• _EXERCISE DESCRIPTION_: List every line of the records that contains the word "running", copying each line in full. Case counts.

• _DATASET EXTRACT_:
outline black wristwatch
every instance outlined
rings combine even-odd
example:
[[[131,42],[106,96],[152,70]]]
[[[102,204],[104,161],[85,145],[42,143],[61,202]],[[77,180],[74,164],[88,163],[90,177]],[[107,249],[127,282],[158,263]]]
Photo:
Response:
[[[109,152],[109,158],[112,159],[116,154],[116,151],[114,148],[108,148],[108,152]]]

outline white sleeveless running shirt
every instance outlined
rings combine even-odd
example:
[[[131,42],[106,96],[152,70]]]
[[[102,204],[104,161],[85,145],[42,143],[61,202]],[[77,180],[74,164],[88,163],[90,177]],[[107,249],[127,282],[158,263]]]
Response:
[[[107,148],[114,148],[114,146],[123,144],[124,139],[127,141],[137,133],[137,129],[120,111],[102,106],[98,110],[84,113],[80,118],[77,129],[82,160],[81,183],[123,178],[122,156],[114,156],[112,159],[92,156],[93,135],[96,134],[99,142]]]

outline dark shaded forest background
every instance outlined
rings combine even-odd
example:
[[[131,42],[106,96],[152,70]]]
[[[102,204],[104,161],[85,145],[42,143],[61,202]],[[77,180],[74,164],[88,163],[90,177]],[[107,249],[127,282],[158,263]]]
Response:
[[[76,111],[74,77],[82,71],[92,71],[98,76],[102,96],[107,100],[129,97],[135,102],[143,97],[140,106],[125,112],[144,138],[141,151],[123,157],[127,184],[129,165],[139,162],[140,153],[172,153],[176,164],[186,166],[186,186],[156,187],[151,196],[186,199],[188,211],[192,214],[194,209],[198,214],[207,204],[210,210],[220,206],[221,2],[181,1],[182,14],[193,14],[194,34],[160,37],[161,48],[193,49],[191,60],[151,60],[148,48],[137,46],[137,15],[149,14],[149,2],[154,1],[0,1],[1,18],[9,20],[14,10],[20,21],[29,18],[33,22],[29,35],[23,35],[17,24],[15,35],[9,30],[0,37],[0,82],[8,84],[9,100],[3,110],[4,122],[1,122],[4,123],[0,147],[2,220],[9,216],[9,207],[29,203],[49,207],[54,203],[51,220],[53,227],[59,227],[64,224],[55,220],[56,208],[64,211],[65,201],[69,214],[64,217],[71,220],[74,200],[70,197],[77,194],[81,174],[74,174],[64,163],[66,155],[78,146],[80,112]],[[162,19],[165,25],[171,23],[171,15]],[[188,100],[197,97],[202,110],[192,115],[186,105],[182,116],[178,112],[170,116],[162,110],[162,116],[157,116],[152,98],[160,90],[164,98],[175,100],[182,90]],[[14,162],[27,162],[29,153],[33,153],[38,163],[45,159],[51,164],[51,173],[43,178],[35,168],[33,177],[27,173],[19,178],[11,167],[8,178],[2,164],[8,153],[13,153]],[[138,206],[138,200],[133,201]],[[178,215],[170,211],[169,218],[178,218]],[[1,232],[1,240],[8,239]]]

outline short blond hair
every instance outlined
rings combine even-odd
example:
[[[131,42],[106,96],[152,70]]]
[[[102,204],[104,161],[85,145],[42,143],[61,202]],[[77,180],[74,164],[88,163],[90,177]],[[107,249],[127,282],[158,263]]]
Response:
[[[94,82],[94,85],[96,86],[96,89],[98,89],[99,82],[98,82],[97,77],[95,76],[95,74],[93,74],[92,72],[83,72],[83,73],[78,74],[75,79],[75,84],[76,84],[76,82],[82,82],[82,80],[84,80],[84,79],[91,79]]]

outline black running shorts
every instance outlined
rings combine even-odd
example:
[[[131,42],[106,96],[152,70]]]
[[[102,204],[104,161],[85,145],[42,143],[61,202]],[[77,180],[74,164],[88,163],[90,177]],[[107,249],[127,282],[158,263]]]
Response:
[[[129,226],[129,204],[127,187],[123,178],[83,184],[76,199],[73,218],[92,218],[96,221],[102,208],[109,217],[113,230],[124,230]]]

• _ANSWER FOR THIS EXERCISE_:
outline white sleeveless running shirt
outline black running shorts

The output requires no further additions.